Among the records that follow, find each line holding the word "below" and copy it.
===
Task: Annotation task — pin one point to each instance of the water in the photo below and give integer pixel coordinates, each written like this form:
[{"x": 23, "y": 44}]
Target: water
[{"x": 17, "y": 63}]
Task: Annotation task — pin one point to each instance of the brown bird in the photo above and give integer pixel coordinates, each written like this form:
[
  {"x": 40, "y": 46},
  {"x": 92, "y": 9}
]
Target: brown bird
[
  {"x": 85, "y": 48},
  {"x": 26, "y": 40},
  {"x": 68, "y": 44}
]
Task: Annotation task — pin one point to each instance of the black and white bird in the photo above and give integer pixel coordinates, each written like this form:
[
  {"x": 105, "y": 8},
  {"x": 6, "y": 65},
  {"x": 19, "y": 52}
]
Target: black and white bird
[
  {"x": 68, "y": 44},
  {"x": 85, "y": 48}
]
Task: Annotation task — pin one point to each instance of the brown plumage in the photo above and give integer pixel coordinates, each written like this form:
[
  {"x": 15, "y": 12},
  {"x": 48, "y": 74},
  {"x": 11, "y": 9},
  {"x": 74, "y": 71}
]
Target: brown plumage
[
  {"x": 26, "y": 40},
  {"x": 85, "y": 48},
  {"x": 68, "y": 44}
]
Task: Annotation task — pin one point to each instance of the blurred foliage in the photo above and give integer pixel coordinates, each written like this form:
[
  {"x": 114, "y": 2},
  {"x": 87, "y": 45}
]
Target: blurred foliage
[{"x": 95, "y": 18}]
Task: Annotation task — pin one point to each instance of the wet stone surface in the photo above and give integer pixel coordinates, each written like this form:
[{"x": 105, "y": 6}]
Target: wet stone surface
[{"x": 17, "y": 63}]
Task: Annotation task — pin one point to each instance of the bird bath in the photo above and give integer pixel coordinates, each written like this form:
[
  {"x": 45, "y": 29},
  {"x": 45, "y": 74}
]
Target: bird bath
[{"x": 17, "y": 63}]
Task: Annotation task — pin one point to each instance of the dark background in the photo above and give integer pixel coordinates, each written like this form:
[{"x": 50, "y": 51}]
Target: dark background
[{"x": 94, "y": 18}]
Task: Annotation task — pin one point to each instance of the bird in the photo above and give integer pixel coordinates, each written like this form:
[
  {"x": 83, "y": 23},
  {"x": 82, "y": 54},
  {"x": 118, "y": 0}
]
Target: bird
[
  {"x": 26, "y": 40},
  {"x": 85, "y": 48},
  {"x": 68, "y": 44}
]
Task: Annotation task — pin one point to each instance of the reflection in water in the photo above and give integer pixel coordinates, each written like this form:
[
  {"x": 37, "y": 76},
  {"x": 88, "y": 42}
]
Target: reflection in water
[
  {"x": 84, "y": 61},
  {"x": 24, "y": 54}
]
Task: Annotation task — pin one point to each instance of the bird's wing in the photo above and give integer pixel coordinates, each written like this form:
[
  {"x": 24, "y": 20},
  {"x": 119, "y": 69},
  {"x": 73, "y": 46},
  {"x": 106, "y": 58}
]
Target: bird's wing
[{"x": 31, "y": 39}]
===
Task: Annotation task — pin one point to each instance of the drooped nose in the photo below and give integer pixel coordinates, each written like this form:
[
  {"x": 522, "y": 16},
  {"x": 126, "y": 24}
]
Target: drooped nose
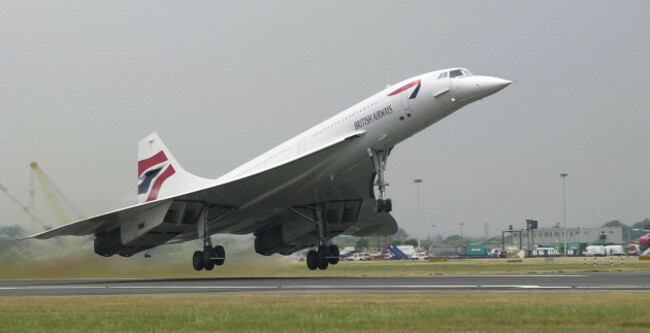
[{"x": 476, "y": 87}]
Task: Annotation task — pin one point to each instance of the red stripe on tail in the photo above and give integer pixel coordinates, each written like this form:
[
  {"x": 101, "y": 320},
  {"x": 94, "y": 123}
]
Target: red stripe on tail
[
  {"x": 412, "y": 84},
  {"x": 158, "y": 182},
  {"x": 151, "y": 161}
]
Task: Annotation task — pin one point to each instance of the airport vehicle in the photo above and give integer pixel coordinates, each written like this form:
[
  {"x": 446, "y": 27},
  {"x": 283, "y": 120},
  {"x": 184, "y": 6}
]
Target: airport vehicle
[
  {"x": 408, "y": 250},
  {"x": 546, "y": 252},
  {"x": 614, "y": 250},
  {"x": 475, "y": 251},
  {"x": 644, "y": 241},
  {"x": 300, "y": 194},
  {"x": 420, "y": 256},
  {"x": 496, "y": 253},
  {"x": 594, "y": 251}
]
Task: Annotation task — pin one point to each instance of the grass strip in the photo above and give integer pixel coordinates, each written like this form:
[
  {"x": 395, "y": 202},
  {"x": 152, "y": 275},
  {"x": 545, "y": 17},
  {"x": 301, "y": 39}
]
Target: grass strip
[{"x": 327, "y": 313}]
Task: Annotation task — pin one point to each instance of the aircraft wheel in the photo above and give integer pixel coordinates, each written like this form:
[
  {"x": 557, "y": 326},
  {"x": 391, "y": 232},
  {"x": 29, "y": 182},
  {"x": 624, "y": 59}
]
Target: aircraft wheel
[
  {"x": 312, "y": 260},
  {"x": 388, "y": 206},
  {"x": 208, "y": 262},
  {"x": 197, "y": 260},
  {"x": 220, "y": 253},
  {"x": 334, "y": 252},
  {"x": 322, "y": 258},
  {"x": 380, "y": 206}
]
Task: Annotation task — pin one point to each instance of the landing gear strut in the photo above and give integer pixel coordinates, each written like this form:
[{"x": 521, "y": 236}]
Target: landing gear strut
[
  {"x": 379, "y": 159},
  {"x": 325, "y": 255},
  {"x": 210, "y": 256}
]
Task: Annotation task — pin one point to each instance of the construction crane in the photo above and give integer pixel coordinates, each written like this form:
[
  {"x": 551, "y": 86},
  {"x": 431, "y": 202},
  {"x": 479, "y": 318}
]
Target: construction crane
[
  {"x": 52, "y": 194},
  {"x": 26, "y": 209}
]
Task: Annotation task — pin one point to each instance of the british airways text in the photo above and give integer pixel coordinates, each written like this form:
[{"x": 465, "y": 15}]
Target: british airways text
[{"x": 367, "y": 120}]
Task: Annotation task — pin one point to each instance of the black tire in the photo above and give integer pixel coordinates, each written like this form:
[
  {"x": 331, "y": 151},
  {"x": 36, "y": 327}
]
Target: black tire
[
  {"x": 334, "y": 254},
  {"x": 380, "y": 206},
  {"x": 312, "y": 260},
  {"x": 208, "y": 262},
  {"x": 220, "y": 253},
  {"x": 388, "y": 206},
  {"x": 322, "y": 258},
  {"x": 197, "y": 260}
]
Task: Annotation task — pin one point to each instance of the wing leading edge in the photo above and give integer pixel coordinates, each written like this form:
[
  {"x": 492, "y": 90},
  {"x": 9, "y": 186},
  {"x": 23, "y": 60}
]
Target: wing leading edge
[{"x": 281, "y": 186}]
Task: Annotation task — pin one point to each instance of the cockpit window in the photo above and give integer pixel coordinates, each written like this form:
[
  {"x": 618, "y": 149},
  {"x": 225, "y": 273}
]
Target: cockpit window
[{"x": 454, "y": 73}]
===
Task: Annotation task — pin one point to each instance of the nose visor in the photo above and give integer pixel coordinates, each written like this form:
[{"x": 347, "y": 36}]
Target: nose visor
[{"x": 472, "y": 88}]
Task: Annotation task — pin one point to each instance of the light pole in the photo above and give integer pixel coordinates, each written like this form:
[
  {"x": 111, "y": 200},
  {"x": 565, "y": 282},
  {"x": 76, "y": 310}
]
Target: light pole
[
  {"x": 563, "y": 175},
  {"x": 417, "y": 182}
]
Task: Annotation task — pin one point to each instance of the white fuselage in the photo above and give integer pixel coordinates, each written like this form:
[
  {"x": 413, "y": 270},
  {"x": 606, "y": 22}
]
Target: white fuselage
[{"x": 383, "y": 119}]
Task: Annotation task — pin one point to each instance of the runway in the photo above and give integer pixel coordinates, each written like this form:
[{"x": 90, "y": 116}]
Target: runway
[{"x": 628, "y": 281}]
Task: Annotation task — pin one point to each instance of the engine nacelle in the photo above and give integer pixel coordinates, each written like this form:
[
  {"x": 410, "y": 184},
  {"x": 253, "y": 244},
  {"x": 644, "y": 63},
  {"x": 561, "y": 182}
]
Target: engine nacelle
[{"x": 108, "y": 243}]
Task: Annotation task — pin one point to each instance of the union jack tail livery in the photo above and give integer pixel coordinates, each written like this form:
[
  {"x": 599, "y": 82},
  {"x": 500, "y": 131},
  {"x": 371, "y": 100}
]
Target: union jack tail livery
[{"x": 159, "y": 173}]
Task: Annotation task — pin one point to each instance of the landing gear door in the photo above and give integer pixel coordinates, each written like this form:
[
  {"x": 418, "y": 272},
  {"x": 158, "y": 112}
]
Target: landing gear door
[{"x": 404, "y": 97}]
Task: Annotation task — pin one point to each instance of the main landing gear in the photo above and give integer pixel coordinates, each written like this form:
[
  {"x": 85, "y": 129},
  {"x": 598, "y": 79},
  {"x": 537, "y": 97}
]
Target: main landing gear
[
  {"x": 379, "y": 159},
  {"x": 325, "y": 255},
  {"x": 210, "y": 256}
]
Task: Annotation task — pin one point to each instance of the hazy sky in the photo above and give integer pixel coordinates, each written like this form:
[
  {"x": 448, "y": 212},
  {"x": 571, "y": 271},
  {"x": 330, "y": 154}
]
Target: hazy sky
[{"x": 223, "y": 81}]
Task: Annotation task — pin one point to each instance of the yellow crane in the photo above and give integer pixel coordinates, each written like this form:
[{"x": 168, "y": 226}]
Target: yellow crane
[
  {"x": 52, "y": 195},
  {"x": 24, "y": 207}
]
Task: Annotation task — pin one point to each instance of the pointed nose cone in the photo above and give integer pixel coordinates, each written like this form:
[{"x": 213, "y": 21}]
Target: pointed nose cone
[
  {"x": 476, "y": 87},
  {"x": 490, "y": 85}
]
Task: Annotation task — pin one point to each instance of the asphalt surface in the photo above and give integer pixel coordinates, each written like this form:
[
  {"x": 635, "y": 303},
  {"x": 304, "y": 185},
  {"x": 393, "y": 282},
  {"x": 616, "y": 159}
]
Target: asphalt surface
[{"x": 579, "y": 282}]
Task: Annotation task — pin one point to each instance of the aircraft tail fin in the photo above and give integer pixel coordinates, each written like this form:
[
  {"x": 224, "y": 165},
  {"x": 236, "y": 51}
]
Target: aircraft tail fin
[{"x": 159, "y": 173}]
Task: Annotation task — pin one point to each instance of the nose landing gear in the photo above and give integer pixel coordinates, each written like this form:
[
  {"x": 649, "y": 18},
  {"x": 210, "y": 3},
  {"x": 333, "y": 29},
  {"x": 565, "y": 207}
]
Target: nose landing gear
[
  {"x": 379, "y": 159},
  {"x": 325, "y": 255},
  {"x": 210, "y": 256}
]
===
- [Result for this exercise]
Task: Annotation task — pin one point to each instance of the water in the photo below and give integer pixel coordinates, each written like this form:
Task: Annotation task — pin one point to each instance of the drooped nose in the photo below and give integer pixel coordinates, each written like this form:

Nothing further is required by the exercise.